▶ Problem to work on:
Transcribe the tail of the listing: start at the line containing "Annotate every instance of the truck roof" and stop after the last line, keeping every character as is and adding nothing.

+++ Entries +++

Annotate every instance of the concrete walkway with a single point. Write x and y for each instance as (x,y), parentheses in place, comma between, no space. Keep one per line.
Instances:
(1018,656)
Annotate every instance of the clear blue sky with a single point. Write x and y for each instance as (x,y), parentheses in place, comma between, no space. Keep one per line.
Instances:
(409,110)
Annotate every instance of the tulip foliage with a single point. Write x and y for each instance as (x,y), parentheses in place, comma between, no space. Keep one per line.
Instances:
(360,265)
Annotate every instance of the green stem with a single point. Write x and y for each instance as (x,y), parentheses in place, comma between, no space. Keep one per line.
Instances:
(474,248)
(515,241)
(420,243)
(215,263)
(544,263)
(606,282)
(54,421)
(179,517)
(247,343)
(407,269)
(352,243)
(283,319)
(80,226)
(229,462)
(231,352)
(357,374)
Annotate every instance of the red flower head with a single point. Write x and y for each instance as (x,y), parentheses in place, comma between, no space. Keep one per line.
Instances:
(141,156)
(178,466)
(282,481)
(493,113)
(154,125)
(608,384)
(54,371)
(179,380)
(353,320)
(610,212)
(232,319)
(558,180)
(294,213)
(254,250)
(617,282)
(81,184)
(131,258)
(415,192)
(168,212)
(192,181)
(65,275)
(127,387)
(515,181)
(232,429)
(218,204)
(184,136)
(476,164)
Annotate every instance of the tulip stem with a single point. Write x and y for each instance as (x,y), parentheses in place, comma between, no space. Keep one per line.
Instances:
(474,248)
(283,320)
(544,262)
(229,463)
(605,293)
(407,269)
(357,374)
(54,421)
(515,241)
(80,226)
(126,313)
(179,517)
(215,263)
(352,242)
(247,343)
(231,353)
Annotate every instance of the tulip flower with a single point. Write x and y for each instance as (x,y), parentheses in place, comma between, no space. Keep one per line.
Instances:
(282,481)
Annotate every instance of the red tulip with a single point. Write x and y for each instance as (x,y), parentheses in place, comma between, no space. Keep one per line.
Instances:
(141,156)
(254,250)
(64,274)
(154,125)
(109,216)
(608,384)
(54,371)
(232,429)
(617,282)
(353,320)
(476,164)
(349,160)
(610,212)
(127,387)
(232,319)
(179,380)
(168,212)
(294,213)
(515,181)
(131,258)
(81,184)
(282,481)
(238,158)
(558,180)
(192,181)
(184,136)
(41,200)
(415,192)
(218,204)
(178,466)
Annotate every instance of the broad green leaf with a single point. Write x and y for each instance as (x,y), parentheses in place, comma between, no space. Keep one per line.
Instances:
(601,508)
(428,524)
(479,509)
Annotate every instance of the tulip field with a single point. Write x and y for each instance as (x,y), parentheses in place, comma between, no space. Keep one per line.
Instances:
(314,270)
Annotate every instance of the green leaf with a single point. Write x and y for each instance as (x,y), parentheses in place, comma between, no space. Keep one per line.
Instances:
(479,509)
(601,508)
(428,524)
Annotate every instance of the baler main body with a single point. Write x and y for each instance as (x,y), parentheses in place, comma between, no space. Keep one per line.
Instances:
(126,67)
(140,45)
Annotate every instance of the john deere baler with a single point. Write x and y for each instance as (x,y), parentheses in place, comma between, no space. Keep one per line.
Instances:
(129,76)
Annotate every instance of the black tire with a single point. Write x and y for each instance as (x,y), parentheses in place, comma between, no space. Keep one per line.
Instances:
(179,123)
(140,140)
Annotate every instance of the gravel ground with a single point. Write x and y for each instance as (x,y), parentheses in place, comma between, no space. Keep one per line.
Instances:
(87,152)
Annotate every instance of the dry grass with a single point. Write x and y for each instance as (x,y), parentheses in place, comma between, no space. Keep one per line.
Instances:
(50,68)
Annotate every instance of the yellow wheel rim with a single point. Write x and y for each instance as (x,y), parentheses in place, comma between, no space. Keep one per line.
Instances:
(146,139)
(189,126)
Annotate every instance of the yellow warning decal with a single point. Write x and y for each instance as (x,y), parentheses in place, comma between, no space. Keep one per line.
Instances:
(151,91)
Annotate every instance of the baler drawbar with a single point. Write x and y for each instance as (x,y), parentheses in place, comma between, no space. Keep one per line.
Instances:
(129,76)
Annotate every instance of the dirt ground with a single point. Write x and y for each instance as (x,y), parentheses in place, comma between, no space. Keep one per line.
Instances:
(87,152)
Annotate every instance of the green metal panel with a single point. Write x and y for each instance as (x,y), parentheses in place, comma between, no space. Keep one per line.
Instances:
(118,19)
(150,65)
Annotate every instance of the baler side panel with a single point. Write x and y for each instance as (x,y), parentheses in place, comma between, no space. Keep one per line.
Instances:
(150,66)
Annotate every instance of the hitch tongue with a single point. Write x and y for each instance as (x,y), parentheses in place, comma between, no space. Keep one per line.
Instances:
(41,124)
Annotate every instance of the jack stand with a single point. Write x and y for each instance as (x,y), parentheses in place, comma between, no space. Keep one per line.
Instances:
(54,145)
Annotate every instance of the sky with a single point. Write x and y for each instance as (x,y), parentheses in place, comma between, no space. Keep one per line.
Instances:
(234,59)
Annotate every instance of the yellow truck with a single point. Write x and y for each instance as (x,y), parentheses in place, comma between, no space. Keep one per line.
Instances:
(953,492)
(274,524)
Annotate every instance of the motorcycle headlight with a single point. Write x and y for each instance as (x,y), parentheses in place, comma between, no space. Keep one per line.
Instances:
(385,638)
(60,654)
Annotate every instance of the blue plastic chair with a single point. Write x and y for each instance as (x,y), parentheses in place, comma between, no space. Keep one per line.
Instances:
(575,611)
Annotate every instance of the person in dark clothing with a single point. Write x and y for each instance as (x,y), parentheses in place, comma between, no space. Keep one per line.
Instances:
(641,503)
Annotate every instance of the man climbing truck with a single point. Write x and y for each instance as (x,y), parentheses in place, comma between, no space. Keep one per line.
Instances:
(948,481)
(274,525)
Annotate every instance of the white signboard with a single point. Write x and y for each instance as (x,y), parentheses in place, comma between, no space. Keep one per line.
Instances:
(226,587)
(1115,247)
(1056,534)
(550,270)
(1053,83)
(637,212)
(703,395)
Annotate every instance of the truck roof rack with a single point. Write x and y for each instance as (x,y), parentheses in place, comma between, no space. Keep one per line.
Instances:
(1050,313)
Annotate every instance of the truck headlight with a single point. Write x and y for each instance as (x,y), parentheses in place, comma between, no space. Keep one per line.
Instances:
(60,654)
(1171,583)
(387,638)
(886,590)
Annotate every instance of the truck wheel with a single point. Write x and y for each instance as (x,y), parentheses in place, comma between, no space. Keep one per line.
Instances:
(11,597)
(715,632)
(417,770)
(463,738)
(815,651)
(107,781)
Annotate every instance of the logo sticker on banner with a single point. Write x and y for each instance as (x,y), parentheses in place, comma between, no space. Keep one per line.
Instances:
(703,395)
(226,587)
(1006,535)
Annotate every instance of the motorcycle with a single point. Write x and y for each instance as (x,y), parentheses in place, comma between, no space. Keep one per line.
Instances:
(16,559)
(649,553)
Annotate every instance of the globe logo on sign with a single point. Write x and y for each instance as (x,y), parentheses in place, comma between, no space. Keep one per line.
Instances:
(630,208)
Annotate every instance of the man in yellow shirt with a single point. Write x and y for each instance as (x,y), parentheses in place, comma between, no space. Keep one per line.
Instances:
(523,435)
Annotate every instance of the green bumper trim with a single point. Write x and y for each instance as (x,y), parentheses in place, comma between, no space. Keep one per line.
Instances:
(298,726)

+++

▶ Output below:
Annotate every instance of the truck roof rack with a single point. Write x and y for each instance as (x,y), parentheses in place, comma between, no space. Keep one per line.
Instances:
(1050,313)
Annotate every instance of the truck headlight with a single point. Write x and y for each instance as (x,y), parentheses in place, comma between, no space. Keep one per line.
Instances:
(60,654)
(1171,583)
(387,638)
(886,590)
Annotate every instance of the truck wheel with a single point. Write x and y for each instance as (x,y), parentheses in place, comma between, no space. Keep one per line.
Instances:
(11,597)
(715,632)
(417,770)
(463,738)
(815,651)
(107,781)
Annotate every instance of the logo sticker on banner with a single point. Write x and y for each instance as (x,y), parentheses in place, comma between, no space. Keep one per line.
Instances:
(703,395)
(226,587)
(1006,535)
Annotate every instance of the motorcycle with a single point. Write x and y for each instance as (x,y), parentheses in place, comma between, no space. Keep one per line.
Instances:
(16,559)
(649,553)
Annotate every instance of the globe logo on sign with a single point. Write x and y for each instance as (x,y), parentheses in place, comma between, no space. Keep one per line.
Instances:
(630,208)
Annotate every instance of the man in yellow shirt with a single point. Write x and y for each instance as (x,y), parentheses in place, comma between, no space. Keep one per line.
Instances:
(523,435)
Annotate every instance of the green bumper trim with a single point. Write x and y for each instance as (x,y), parentheses in place, comma between, no space. Keep one per line.
Instances:
(298,726)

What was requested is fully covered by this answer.